**EXTRATO DA PÁGINA:**
Foi justamente esse um dos fatores que alimentou o surgimento da Segunda Guerra Mundial, que, quando terminou, consolidou a recuperação econômica dos Estados Unidos e do mundo, por mais contraditório que isso possa parecer.

Até hoje, os economistas não são unânimes em apontar as causas dessa crise.

Há quem diga que o Fed, o Banco Central americano, devia ter socorrido os pequenos bancos logo nas primeiras falências, o que não aconteceu.

Keynes, cujas teorias se inspiraram em boa parte no New Deal, defendeu que houve uma crise de superprodução, com aumento dos lucros das empresas, que não foi acompanhado pelo ganho de poder de compra e salário dos mais pobres, que não podiam usufruir dos bens produzidos e não formavam um mercado consumidor robusto.

A solução que ele teria dado seria ajuda do governo ou corte de impostos dos mais pobres antes de a crise se instaurar. E algo como o New Deal, depois que o estrago já estava feito.

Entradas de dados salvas
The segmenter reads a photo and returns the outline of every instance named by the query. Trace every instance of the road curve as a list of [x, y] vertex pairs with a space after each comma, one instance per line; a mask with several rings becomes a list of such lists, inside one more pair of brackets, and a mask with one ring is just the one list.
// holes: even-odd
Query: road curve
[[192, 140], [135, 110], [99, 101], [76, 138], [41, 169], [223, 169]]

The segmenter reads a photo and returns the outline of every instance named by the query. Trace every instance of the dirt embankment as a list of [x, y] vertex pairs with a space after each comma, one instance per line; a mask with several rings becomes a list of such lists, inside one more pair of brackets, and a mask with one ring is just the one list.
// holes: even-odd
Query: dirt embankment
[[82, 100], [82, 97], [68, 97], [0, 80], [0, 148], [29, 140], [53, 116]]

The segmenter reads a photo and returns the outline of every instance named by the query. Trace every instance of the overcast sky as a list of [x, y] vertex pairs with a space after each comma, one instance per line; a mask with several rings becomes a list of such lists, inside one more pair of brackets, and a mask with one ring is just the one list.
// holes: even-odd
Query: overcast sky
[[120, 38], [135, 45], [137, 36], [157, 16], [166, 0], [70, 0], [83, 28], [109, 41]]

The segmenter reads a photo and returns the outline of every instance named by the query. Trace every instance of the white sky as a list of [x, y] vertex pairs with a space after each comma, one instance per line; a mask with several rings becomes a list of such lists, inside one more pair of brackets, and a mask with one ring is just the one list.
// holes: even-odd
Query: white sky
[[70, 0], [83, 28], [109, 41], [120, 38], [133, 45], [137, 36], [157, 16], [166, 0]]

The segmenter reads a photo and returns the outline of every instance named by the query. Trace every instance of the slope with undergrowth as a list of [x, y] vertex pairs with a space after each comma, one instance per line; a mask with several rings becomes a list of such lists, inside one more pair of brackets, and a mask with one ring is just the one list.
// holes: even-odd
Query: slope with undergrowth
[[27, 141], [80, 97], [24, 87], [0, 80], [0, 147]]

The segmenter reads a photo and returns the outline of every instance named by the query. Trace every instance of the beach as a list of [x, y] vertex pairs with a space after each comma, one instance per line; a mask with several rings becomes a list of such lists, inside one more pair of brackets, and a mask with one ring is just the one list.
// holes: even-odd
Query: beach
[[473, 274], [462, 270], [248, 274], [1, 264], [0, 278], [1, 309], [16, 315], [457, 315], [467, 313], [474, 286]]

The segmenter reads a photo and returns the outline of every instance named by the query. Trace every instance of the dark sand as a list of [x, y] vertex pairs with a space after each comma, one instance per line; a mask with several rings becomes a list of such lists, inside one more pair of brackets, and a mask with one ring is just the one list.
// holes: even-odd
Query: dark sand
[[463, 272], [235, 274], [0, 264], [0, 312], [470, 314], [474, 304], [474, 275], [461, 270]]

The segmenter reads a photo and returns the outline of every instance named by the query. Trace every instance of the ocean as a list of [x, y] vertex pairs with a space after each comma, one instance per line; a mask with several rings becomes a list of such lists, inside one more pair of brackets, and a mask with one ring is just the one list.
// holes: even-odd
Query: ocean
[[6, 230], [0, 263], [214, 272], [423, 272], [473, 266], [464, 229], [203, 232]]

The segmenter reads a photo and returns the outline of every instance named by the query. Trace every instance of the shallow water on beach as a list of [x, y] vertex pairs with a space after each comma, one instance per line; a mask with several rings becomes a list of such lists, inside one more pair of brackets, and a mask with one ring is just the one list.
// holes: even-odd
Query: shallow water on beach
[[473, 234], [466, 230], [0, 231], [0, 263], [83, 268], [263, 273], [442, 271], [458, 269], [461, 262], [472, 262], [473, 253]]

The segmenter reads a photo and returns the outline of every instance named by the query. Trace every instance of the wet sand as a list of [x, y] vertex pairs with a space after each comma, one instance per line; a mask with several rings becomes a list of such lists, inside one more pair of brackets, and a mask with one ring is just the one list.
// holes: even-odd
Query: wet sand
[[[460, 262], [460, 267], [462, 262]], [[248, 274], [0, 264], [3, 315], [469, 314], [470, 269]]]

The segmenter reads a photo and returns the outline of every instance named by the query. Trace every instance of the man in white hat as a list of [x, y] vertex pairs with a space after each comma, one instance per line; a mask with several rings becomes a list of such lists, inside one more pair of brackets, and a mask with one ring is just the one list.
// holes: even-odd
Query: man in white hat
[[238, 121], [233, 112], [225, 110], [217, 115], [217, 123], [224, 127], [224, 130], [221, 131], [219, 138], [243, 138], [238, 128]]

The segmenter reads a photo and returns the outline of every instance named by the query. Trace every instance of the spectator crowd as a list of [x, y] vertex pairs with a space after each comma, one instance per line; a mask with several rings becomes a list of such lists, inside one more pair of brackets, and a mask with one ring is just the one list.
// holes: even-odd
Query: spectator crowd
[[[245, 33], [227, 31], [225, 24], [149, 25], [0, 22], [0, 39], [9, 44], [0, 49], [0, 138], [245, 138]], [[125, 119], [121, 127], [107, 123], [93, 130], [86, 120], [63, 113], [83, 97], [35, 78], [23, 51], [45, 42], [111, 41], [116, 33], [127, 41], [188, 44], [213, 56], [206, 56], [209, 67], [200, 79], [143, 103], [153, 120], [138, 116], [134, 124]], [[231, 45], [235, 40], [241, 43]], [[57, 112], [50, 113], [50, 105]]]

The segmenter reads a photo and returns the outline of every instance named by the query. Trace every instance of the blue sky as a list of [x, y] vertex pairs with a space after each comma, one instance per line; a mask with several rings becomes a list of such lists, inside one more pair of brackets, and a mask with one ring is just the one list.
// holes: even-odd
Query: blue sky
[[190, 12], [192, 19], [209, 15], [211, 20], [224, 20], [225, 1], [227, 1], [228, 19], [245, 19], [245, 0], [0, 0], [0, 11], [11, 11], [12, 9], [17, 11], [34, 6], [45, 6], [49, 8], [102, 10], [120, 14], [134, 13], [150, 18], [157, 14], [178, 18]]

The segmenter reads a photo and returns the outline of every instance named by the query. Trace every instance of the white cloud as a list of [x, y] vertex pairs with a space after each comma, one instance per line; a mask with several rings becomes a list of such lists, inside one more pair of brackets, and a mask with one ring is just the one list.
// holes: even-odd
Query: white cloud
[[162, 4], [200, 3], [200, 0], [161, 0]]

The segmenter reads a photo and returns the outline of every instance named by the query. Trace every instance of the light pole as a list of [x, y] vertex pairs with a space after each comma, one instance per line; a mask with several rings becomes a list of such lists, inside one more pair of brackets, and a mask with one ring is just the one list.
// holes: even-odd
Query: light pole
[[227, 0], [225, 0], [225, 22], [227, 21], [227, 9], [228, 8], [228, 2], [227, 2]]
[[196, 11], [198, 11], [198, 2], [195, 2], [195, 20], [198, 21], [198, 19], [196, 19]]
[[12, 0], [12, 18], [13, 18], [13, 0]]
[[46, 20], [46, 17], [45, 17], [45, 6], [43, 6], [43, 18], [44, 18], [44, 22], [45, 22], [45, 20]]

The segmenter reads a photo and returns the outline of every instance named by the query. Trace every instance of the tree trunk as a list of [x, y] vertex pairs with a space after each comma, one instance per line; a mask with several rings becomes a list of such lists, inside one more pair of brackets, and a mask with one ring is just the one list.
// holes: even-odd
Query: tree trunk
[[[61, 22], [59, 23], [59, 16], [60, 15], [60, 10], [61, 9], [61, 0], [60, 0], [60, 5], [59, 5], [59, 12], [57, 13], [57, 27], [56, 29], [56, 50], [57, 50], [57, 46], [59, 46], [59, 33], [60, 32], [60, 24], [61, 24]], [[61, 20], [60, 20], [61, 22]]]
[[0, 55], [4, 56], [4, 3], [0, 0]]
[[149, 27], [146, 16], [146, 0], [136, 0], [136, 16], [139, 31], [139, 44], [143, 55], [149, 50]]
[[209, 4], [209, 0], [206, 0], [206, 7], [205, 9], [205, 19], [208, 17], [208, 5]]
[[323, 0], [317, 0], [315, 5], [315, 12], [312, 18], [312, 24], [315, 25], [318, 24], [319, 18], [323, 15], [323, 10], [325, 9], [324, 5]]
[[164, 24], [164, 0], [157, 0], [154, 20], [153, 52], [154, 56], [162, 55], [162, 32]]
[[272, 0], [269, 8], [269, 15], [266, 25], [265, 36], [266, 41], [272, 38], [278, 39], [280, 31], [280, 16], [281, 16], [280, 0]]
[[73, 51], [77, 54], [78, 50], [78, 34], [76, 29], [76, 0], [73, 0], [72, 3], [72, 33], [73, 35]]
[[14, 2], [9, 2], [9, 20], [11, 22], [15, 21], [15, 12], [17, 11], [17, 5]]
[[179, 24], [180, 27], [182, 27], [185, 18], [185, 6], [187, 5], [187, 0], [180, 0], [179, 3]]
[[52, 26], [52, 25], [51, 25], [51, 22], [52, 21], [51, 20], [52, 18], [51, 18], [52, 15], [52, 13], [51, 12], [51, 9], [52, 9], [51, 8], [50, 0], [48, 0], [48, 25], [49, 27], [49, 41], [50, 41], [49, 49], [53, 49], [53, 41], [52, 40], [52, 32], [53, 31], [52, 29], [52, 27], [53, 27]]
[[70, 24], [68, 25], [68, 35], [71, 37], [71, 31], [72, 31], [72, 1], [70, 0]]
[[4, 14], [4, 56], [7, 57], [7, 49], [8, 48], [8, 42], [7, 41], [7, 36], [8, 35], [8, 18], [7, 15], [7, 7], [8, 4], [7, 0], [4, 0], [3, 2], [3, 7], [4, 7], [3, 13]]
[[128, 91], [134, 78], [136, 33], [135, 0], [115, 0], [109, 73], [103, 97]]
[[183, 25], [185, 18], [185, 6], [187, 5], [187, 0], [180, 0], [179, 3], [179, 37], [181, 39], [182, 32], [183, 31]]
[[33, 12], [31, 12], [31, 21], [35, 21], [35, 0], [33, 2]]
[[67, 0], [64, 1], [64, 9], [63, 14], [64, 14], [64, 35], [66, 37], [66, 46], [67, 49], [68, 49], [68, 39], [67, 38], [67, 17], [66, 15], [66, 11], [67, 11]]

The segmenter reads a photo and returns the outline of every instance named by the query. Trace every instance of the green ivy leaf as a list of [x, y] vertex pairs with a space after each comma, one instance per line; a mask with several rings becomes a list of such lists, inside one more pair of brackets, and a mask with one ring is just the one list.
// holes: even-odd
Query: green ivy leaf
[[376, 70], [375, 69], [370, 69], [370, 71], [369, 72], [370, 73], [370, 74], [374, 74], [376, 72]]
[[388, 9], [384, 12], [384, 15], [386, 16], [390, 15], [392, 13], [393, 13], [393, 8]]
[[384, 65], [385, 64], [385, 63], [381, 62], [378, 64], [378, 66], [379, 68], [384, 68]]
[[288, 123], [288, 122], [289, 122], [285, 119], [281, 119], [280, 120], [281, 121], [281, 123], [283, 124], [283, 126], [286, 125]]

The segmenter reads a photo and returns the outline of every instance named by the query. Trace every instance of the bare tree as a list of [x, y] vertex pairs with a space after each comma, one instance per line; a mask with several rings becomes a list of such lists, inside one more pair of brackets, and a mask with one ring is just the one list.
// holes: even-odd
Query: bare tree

**CONJUNTO DE TAREFAS:**
[1] Indique se cada afirmação abaixo está de acordo com o extrato da página, respondendo sim ou não e citando as palavras do texto que decidem a questão. (a) Os economistas atualmente concordam quanto às causas da crise. (b) O Fed socorreu os pequenos bancos logo nas primeiras falências. (c) Keynes sustentou que houve uma crise de superprodução.
[2] Prolongue o extrato da página sobre a crise econômica, começando logo após a última frase apresentada.

**RESPOSTAS REDIGIDAS:**
[1]
(a) Não: "Até hoje, os economistas não são unânimes em apontar as causas dessa crise."
(b) Não: "devia ter socorrido os pequenos bancos logo nas primeiras falências, o que não aconteceu."
(c) Sim: "defendeu que houve uma crise de superprodução"

[2]
Há outra linha importante que condena o New Deal e as ideias de Keynes, mostrando que a crise teria sido superada mais rapidamente se o socorro tivesse sido mais pontual, já que todos os gastos públicos foram pagos pela própria população via aumento de impostos. E a crise só de fato terminou depois do governo cortar os gastos substancialmente depois da Segunda Guerra Mundial.

Sem muito consenso, o fato é que a Bolsa americana só recuperou o mesmo nível de antes da Crise de 29 em 1954. 25 anos depois.

A crise da covid-19 - Diferenças e semelhanças

O que dá para comparar da Crise de 29 com a crise atual? Pouca coisa.

No vídeo acima, mostrei que a Grande Depressão foi uma crise possivelmente gerada principalmente por otimismo exagerado no crescimento na Bolsa de Valores, com a crença de enriquecimento fácil e rápido com esses investimentos.

Tudo isso, favorecido pelo mercado financeiro praticamente sem nenhuma regulação e cheio de coisas que hoje seriam consideradas fraudes.

Atualmente, não há nenhum sinal de que passamos por uma bolha generalizada e da mesma proporção.

Há críticos que dizem que algumas empresas ou setores estariam de fato supervalorizados, mas isso não parece que se aplica a toda a economia de maneira generalizada.

Por outro lado, o fator principal é que a crise atual não foi gerada por excesso de otimismo na Bolsa (embora muita gente se animou e investiu mais do que devia, com a queda da Selic e do rendimento da renda fixa no Brasil, e dos juros baixos no mundo).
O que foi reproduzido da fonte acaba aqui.